■ **Material provided**:
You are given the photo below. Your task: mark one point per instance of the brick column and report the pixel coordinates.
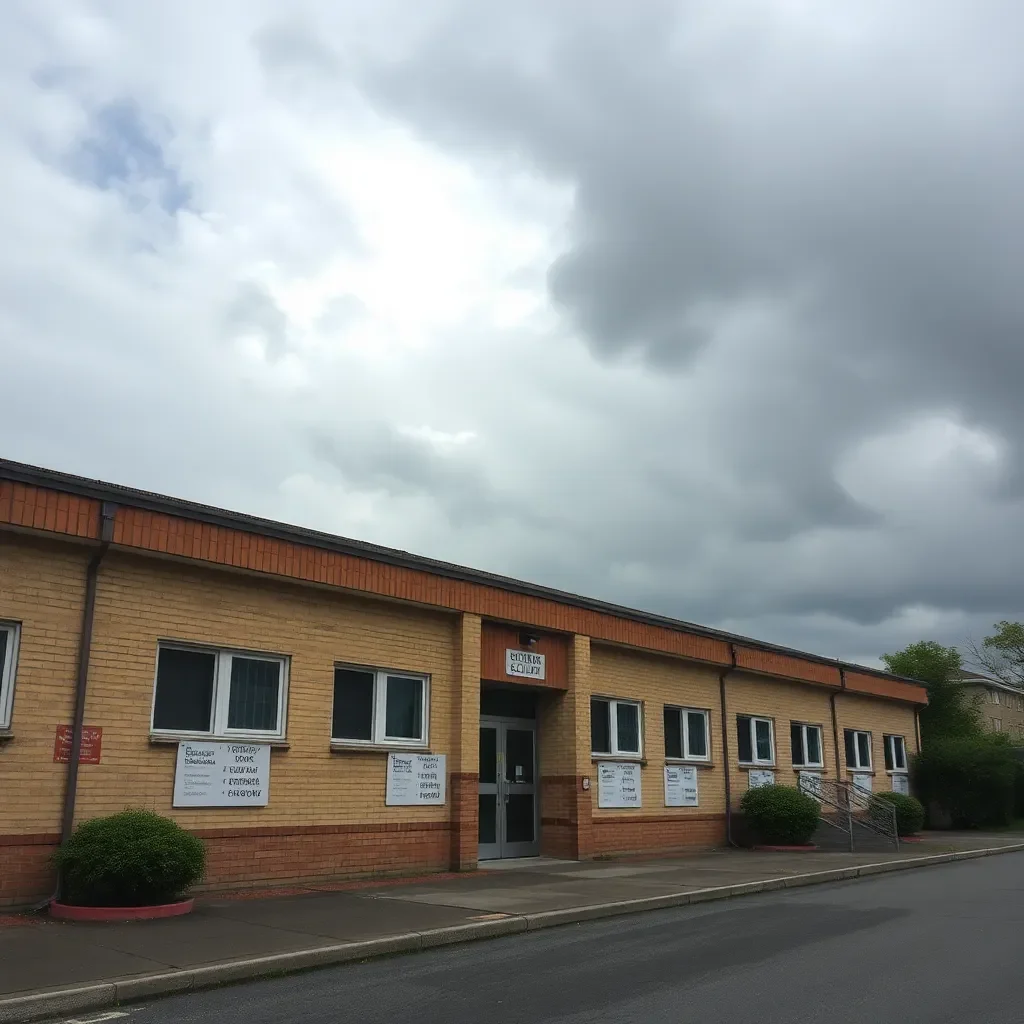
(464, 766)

--

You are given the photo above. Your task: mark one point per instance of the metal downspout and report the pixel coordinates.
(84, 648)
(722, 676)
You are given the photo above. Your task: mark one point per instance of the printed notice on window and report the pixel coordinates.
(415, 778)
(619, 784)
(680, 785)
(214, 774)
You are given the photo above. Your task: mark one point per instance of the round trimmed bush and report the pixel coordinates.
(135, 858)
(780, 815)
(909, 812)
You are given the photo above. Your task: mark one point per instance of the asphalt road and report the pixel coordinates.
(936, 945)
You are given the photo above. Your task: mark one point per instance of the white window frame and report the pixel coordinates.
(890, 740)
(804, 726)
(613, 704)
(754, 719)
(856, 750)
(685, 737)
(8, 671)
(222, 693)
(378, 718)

■ **The request**: Please find every line in the items above that contains the word "coordinates" and copy each such line in full. Case counts.

■ **Complete response**:
You are given the photo below. Your task: mark one point per instance of the brick column and report the pixel coordinates.
You are given the photo above. Your task: mark one point per instance of the metal downspout and report the pixel coordinates.
You are given the photo above. Your task: mark one point per instance of the printed notice on window and report the pixel coordinates.
You are given the photo above. Your task: mark one point per instance of the round trimmed bush and report the pixel coordinates.
You are given the photo above. Your task: mark one point per instance of the asphalt road and report the pixel coordinates.
You are given the photo above. Your task: mark one point per instance of the white window frame and report the pixel coordinates.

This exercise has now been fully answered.